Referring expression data
- - -

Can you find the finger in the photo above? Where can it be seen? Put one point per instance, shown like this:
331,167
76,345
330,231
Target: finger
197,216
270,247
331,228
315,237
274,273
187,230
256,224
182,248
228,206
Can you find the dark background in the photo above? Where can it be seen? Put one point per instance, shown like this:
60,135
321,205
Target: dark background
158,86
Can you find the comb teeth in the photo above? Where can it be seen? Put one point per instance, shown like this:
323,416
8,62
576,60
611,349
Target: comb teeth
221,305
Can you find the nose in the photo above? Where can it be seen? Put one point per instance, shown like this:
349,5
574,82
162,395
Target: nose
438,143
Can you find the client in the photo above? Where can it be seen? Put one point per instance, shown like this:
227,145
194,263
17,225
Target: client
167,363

- - -

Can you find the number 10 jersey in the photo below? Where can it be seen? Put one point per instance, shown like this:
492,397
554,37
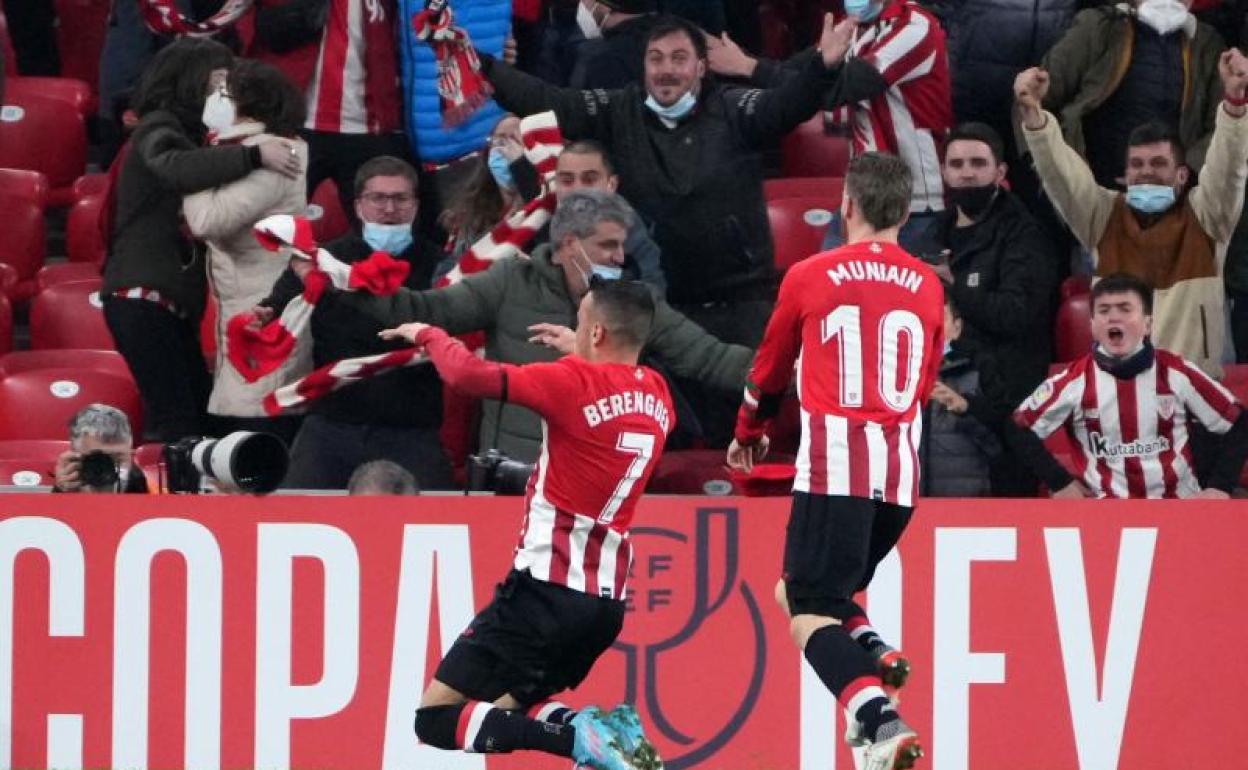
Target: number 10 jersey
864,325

- - -

## [What you should do]
Which lines above include the word "like"? Pick them out and copy them.

## [Response area]
Can you find the finger in the photo above? Where can it be seen? Put one point per instance, shown like this:
Can you find the dark background in the photo above? Where can it be seen? Put one point per instance, shown like this:
Can you find the comb teeth in the photo above? Where can it be seen? Put one point per instance, shown like this:
Can you find the nose in the photo above? Where can it be seen? Put one point per instance, shown like this:
Can you find the client in the photo above? Where can it be seen? Put one point per instance, shown like this:
Can you find the number 10 jersey in the photo below? Where can it be seen? Put one point per instance, shown like this:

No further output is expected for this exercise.